**Study text**
Caleb, it's always great to have you back. You've been tracking some interesting patterns when it
comes to phishing attempts.
You've got some interesting insights of the phishing we've seen related to COVID-19.
What can you share with us today?
Well, Dave, any time we see a major event,
could be a sporting event like the Super Bowl or World Cup,
could be a weather event like a hurricane or a typhoon,
but any time that there's an opportunity where people want new information, they want to
get access to maybe a better view on things, they're much more likely to click on a link.
And it's not surprising that we've seen a dramatic increase in phishing attempts. Depending on
which news outlet you look at, you can see Google's talking about an increase of about 350% amid COVID-19.
IBM X-Force is out saying that they've seen an increase of almost 14,000%, which I don't
even know how you calculate that number.
But anyway, the point is, and I don't think it's any surprise to anybody, all of the fishers
are now leveraging COVID-19 type fish bait.
We've even seen, you know, lots of fake sites getting set up, you know, variants, for example, of Zoom conferencing because, you know, Zoom is obviously one of the more popular solutions that people are using to communicate through this crisis.
And you're not seeing, you know, three or four examples.
You're seeing hundreds and hundreds of examples of these fake sites.
Right.
But here's what nobody's talking about.
Why is it so much larger than things we've seen in the past?
And there's a big reason why.
Any guesses, Dave?
Well, I mean, my initial response would be that this event is bigger than things we've seen in the past.
How often does something happen that affects the entire globe? All right. I'll have to give you partial credit for that because I don't think
you're wrong. Fair enough. But there is one other factor that hasn't existed before, and that is
actually GDPR. The very law and regulation that was designed to protect everybody's privacy,
particularly Europeans, is actually working
against us in this case. Because one of the things that never got figured out with GDPR
is the state of the who-is data. So since the start of the internet, ICANN, which is the
independent governing body set up to basically govern the internet and how we all use it,
you know, they basically said, look, if you're going to operate on the internet, your IP address needs to be registered. And, you know, we'll maintain this free database
that anybody can search to figure out who is behind a particular IP address or domain.

**Exercise instructions**
(a) In the conversation about COVID-19 phishing, list every example the speaker gives of a major event that draws people to click on links.
(b) Write the next part of the conversation about COVID-19 phishing, picking up right after its last sentence.
The data that follow come from a different source than the conversation about COVID-19 phishing.

**Dataset content**

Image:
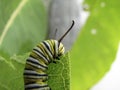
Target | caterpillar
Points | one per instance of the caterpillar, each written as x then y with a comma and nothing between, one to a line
46,52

**Answers to the problems**
(a)
- the Super Bowl
- the World Cup
- a hurricane
- a typhoon

(b)
And of course, you had the ability to kind of like hide your home address and things like that. But
there was a way that law enforcement or security professionals working in investigation
could figure out, you know, who is this? And it isn't any different than kind of having a license
plate on the back of your car. Well, the challenge is that GDPR views an IP address as PII. Therefore,
you got into this kind of rift that never got resolved between the regulators of GDPR. They're saying,
hey, look, this is our rule. There's going to be unforeseen consequences. We're not changing it.
And ICANN basically standing up, you know, effectively saying, hey, you're about to break
the internet and how we've looked at it historically. Well, GDPR comes with gigantic
penalties. So the registrars, the people that go in, you know, register your domain, you know, hey, I want a new domain, you know, davesplanland.com.
You go out to like GoDaddy or something like that and register this domain.
Well, those registrars had to step back saying, hey, we can't deal with these GDPR fines.
Even though we're supposed to publish this, we're just going to stop. And that's what happened. But that is the critical resource that security professionals use
to root out these phishing domains. And so basically, the folks who are out there
fighting this, they've got one hand tied behind their back now. They really do. And it is the
metaphorical equivalent of everyone taking the license plate off their car
and still driving around.
Now, Dave, you're an upstanding guy.
You're probably still going to drive safely
and stop at the intersections and use your blinker.
Right.
But is everybody still going to do that
if you don't have your license plate on your car?
Yeah.
Hmm.
Interesting.
How do you suppose this shakes out? Is this just
the future we're stuck with, or are folks trying to come up with solutions to this?
Well, look, there has been just mounting pressure to get this resolved. Unfortunately,
I think everybody's dug into their camps. And, you know, look, and I think this is a bit of a
bold statement, but I actually think we're running the risk that the very law designed to protect our privacy may cause some of the largest privacy breaches in history.
And I think as more people realize this problem, all we need to do is tweak a few things here and have a few exceptions for security professionals.
And there's probably a way to get there in the long term.
But I don't necessarily know if the motivations are quite there yet.
All right. Well, Caleb Barlow, thanks for joining us.
Thanks, Dave.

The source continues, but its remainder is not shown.